— Start Extracted information —

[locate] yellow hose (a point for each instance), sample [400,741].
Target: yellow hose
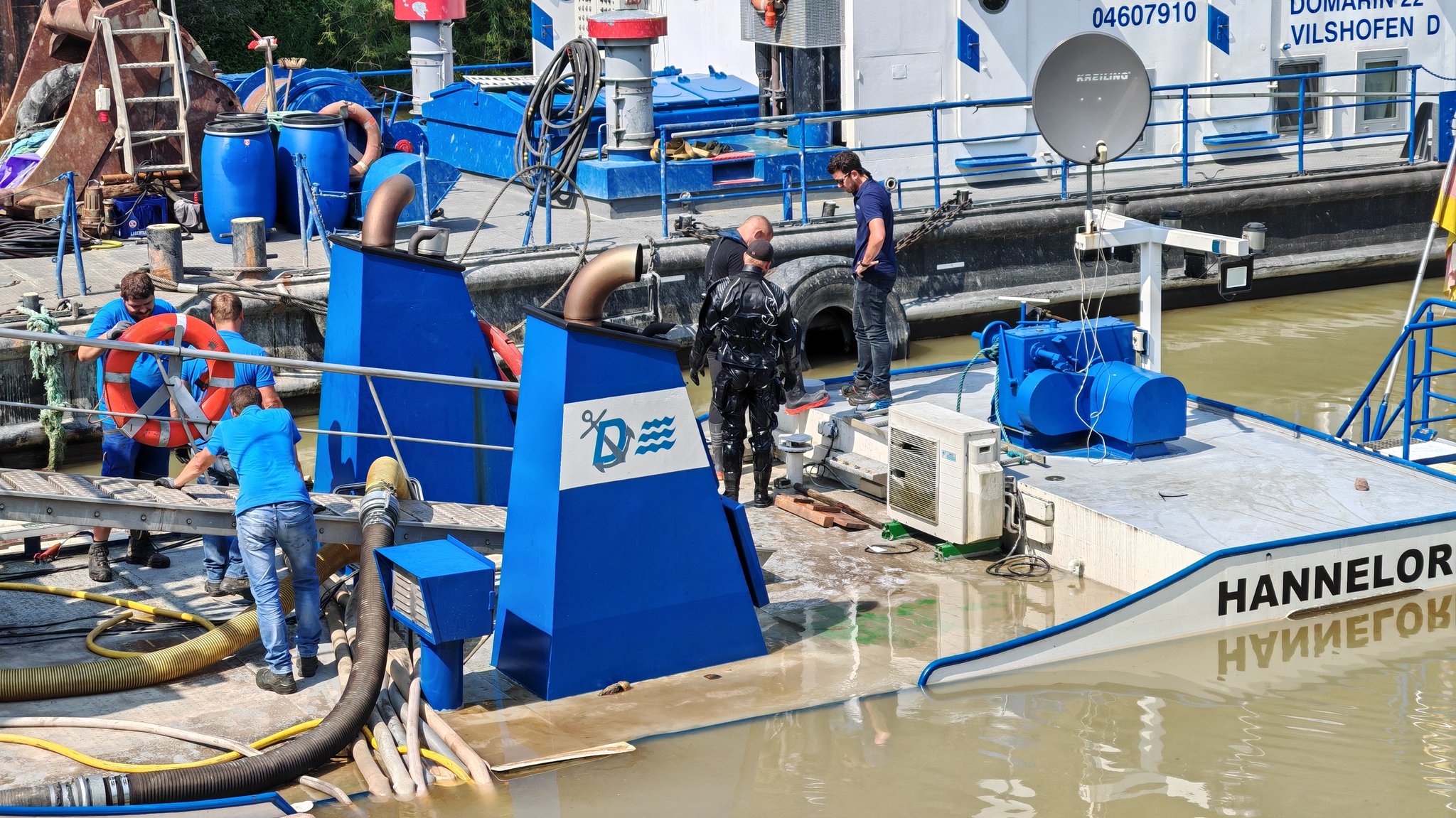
[124,768]
[427,753]
[158,667]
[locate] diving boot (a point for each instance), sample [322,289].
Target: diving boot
[715,447]
[762,497]
[140,551]
[98,564]
[732,472]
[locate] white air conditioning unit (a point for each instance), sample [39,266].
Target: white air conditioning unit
[946,476]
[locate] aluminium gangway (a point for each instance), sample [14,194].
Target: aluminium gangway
[117,502]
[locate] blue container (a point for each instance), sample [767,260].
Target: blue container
[237,175]
[319,139]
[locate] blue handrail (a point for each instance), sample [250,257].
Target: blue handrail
[1417,347]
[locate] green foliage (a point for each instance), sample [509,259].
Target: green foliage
[354,36]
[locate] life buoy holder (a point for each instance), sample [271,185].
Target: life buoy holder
[197,415]
[363,118]
[505,350]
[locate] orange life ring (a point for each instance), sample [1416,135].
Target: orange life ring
[162,329]
[363,118]
[510,355]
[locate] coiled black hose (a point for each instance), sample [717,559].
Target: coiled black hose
[284,763]
[29,239]
[565,130]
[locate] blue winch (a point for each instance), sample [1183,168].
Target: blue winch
[1076,386]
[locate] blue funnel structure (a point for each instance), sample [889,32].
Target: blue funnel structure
[404,312]
[1074,386]
[623,559]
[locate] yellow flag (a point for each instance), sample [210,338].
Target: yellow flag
[1446,219]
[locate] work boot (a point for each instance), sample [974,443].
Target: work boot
[140,551]
[732,472]
[762,497]
[274,683]
[98,564]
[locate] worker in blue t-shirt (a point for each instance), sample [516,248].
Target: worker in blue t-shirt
[222,559]
[274,511]
[875,273]
[119,455]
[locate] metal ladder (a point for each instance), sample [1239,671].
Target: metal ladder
[178,98]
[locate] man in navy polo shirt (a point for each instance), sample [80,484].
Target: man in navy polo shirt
[119,455]
[274,510]
[874,279]
[222,558]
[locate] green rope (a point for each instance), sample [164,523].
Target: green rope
[46,365]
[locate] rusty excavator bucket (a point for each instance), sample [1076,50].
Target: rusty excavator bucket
[115,109]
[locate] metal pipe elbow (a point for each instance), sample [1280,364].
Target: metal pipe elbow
[603,274]
[382,215]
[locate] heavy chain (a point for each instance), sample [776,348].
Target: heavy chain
[939,217]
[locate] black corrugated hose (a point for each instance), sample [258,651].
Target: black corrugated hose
[290,760]
[567,136]
[31,239]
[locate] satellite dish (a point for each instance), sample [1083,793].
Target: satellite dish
[1091,89]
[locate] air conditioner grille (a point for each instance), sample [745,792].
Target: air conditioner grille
[912,483]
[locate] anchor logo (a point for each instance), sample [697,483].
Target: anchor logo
[614,438]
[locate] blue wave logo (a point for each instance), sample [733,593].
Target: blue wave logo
[657,436]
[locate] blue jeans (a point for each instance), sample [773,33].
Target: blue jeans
[290,527]
[871,338]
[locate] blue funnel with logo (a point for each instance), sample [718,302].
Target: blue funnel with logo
[623,562]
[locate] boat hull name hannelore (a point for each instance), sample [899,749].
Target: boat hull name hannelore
[1334,580]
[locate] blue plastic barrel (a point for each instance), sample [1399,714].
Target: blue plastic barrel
[237,175]
[319,139]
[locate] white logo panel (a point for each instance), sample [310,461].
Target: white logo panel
[632,436]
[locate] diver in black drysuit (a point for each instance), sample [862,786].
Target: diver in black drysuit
[746,319]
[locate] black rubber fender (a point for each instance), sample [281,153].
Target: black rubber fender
[47,99]
[828,283]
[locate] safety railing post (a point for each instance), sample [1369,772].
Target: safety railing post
[935,150]
[661,169]
[1410,152]
[804,173]
[1300,169]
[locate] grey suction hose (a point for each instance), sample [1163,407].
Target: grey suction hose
[379,511]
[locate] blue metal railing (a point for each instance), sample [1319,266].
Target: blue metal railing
[1417,345]
[1189,127]
[459,69]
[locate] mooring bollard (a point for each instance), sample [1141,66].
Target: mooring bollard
[250,247]
[165,251]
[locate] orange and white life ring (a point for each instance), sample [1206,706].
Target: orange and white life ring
[363,118]
[169,328]
[505,350]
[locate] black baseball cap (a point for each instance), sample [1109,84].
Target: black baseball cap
[762,251]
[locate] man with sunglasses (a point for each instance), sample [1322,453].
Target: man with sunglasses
[874,279]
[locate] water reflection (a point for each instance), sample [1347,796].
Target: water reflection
[1344,714]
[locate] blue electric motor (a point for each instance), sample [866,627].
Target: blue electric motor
[1075,386]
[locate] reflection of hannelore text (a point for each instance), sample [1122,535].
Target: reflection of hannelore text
[1334,580]
[1346,633]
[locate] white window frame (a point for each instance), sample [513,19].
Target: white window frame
[1403,91]
[1320,68]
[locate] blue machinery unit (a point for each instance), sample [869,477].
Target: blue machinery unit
[475,130]
[1075,384]
[393,311]
[622,559]
[443,591]
[625,562]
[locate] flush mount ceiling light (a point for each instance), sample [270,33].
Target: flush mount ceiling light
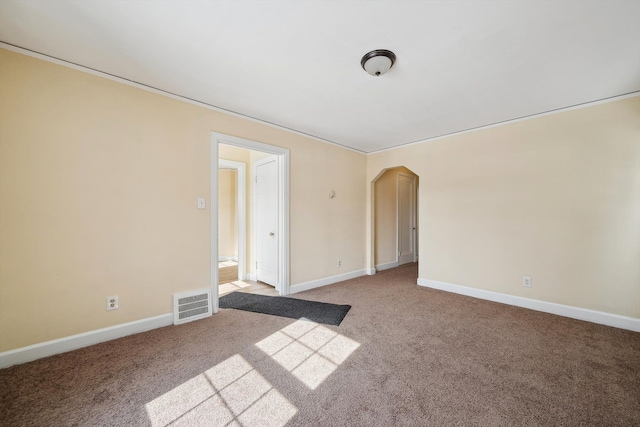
[377,62]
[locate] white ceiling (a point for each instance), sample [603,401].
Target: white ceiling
[296,64]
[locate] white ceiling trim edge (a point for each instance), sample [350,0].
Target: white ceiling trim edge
[509,121]
[157,91]
[151,89]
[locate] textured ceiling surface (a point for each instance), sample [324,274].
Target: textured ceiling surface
[296,64]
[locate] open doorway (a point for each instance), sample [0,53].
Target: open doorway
[231,224]
[243,156]
[395,218]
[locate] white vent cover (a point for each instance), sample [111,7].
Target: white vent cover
[191,305]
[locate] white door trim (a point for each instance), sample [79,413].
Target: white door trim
[241,212]
[284,283]
[254,202]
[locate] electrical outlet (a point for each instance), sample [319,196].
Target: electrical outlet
[112,303]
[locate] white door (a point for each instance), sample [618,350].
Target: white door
[266,220]
[406,218]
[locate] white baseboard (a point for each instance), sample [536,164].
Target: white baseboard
[326,281]
[387,265]
[85,339]
[600,317]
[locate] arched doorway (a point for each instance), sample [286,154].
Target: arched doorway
[394,218]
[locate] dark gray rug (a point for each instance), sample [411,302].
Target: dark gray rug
[320,312]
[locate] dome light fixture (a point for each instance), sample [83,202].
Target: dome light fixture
[377,62]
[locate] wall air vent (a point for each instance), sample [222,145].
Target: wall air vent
[192,305]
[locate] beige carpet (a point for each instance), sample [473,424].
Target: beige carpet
[404,355]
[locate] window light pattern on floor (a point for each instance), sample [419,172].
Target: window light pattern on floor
[311,352]
[231,393]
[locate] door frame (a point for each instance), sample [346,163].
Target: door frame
[254,202]
[412,212]
[241,212]
[284,285]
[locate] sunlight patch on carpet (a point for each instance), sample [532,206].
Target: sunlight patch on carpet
[311,352]
[230,391]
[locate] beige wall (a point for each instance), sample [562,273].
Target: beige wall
[227,213]
[98,189]
[555,197]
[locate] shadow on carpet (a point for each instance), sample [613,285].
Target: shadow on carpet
[319,312]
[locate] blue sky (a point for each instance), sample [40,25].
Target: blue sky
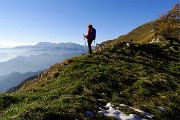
[25,22]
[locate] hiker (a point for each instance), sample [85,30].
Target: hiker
[90,36]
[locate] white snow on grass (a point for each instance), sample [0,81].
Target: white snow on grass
[116,113]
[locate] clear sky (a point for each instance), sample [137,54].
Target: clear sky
[25,22]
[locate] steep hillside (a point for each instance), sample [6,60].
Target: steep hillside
[144,76]
[142,34]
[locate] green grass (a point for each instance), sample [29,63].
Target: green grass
[144,76]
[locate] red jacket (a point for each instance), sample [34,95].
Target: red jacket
[89,34]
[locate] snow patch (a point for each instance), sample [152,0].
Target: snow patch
[116,113]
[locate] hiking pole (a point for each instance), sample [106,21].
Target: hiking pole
[84,39]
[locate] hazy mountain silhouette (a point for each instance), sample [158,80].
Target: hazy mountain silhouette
[14,79]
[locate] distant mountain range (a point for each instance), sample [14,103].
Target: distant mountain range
[20,60]
[41,48]
[14,79]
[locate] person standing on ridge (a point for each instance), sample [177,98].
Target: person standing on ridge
[90,37]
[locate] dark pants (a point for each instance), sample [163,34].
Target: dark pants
[89,45]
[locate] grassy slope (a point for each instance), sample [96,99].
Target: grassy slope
[143,33]
[143,76]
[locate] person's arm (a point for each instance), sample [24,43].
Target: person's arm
[89,33]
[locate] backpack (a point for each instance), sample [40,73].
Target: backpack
[93,34]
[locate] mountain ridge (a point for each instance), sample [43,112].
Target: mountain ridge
[144,76]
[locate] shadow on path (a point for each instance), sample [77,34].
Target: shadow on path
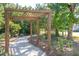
[22,47]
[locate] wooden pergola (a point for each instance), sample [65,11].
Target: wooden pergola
[29,15]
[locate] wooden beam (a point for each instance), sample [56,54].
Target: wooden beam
[25,17]
[38,31]
[6,34]
[49,29]
[31,30]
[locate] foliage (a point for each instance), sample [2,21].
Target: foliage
[14,28]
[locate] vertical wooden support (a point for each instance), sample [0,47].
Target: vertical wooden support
[6,34]
[49,29]
[37,27]
[31,29]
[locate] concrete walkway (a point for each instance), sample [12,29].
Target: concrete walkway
[22,47]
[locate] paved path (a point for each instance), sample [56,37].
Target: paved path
[22,47]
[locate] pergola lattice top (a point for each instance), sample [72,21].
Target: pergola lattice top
[26,14]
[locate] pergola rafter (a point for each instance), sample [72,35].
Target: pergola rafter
[30,15]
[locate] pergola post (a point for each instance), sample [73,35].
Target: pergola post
[37,29]
[49,30]
[6,34]
[31,29]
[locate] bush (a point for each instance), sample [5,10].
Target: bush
[62,42]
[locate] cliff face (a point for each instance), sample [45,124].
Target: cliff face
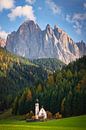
[2,42]
[31,42]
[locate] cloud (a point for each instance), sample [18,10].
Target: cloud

— End Extracted information —

**Work to do:** Starting at the line containing "[locate] cloud (a" and ending at the last of the rows, swap "cloud" for "cumulus cloud" and write out those lines again with everything else left as it is.

**Written reply:**
[locate] cumulus cloud (a point for each instance), sample [18,10].
Target: cumulus cloud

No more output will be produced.